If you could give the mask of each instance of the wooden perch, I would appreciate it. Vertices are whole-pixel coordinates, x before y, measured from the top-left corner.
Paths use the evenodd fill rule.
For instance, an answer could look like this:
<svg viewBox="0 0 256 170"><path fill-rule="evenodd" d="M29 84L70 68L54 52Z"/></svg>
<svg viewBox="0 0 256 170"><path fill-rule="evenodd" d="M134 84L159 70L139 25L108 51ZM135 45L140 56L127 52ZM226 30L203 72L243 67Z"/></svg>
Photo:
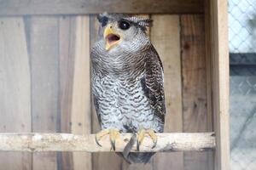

------------------------------------------------------------

• _Required work_:
Recast the lines of the items above as a numbered list, leaving out blank lines and the pictures.

• _The reply_:
1. If you could give the mask of each instance of the wooden perch, I would appreciate it. Vertices are whole-pixel coordinates, x before y, measured from the top-left corner.
2. Paths use the evenodd fill rule.
3. For instance, an answer could look like this:
4. <svg viewBox="0 0 256 170"><path fill-rule="evenodd" d="M29 84L70 68L54 52Z"/></svg>
5. <svg viewBox="0 0 256 170"><path fill-rule="evenodd" d="M134 84L159 70L139 25L108 51ZM135 45L140 56L127 52ZM226 30L203 72L243 67Z"/></svg>
6. Photo:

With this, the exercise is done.